* **WHAT YOU HAVE TO DO**
Could you copy out word for word the rows starting at the one containing "mark the concrete" and ending at the last row?

* **DATA LISTING**
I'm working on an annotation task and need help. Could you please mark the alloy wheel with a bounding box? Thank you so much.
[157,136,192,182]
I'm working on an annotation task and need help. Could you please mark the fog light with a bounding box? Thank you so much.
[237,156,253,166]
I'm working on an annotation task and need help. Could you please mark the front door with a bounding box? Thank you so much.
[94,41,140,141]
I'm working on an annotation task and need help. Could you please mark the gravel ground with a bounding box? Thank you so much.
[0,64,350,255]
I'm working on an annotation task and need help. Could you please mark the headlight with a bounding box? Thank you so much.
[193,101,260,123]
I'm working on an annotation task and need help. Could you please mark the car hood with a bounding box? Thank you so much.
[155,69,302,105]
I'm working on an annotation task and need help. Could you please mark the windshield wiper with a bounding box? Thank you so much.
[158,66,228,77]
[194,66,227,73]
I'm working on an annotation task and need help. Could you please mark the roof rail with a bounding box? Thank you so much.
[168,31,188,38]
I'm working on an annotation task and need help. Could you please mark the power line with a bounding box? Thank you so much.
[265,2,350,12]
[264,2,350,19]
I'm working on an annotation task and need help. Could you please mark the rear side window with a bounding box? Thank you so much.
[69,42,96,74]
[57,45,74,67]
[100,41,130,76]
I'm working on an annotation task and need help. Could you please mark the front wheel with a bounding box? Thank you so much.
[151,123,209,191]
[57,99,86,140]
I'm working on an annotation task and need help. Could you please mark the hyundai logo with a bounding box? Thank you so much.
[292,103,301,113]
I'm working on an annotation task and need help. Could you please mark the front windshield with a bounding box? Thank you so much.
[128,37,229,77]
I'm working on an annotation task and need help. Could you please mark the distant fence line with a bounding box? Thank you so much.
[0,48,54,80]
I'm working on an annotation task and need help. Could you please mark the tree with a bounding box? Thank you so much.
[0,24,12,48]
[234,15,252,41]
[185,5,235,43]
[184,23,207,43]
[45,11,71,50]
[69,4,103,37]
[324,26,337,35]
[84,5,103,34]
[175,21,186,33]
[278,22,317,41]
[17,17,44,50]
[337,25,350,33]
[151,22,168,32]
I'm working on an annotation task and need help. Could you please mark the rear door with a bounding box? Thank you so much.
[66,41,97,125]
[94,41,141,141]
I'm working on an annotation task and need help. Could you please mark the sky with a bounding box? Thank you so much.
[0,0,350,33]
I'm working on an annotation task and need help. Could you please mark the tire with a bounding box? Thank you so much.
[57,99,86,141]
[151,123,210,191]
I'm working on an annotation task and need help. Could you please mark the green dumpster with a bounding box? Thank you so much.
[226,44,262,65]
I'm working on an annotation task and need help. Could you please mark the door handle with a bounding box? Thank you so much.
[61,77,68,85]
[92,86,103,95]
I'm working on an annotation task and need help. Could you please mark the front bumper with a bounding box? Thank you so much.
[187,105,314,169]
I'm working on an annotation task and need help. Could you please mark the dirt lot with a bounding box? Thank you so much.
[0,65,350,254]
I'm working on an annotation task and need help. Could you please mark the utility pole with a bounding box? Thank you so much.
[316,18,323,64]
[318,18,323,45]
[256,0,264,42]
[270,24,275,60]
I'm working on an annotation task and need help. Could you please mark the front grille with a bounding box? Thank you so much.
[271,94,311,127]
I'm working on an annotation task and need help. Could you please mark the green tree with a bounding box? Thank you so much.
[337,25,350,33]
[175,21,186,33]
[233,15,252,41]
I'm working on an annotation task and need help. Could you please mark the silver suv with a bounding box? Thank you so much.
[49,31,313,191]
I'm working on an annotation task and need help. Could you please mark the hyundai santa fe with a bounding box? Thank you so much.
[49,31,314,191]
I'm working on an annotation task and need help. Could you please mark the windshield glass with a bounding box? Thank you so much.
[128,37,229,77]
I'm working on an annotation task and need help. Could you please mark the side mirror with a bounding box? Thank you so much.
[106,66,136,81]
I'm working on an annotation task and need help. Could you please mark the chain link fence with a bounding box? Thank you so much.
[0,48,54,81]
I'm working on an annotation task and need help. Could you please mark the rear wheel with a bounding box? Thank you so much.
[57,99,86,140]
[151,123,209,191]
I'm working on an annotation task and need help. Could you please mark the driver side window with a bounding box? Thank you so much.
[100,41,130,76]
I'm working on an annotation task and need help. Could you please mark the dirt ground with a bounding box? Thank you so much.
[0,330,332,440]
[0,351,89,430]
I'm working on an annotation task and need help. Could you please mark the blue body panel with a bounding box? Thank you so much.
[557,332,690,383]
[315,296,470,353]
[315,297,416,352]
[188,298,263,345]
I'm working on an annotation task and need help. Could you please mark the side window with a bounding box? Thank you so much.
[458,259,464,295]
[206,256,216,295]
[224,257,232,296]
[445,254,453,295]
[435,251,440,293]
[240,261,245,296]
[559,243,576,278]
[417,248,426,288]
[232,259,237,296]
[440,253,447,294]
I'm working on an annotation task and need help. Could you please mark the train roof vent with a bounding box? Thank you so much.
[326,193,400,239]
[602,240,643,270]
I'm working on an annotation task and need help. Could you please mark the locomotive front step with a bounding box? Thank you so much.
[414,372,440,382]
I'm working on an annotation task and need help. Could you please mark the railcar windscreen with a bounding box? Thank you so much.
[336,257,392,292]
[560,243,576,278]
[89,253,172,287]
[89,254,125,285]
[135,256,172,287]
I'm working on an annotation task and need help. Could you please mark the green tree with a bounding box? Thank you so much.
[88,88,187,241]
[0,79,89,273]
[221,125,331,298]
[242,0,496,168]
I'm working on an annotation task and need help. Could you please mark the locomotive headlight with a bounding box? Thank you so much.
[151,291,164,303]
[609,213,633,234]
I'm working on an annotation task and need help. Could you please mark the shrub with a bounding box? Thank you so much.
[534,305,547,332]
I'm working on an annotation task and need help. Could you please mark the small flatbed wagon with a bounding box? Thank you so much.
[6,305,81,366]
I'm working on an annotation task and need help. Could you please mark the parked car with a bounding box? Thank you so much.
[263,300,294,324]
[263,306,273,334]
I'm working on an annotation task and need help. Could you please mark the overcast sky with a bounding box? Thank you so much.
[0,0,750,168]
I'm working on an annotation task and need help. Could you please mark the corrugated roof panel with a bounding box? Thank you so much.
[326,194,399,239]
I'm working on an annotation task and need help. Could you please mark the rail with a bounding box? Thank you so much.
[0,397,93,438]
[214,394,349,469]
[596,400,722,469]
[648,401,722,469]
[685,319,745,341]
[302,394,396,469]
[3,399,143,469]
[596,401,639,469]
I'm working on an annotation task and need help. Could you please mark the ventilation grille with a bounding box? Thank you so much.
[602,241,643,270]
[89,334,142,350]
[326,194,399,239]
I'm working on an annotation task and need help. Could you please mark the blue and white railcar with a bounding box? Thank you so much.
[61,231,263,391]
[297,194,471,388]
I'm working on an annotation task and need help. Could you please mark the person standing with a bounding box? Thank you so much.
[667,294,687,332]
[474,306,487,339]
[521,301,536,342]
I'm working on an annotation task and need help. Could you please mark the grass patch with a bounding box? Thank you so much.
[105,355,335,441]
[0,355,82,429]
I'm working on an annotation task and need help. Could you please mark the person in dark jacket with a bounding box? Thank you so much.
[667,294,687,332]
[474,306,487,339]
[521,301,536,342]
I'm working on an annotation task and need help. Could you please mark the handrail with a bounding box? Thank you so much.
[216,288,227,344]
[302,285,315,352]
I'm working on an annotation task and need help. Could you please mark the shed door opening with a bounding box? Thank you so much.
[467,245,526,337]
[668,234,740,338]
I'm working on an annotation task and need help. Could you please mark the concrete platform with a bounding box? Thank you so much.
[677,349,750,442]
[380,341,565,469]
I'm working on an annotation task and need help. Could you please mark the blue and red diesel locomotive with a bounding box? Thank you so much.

* **SOLUTION**
I'm working on an annotation task and need help. Could you please mark the concrete platform with a bounding box? Thank you so much.
[677,349,750,442]
[380,341,565,469]
I'm working on an annotation task and need help. Could you please mark the blue and red diesel locomotive with a bounding box? Thank you so much.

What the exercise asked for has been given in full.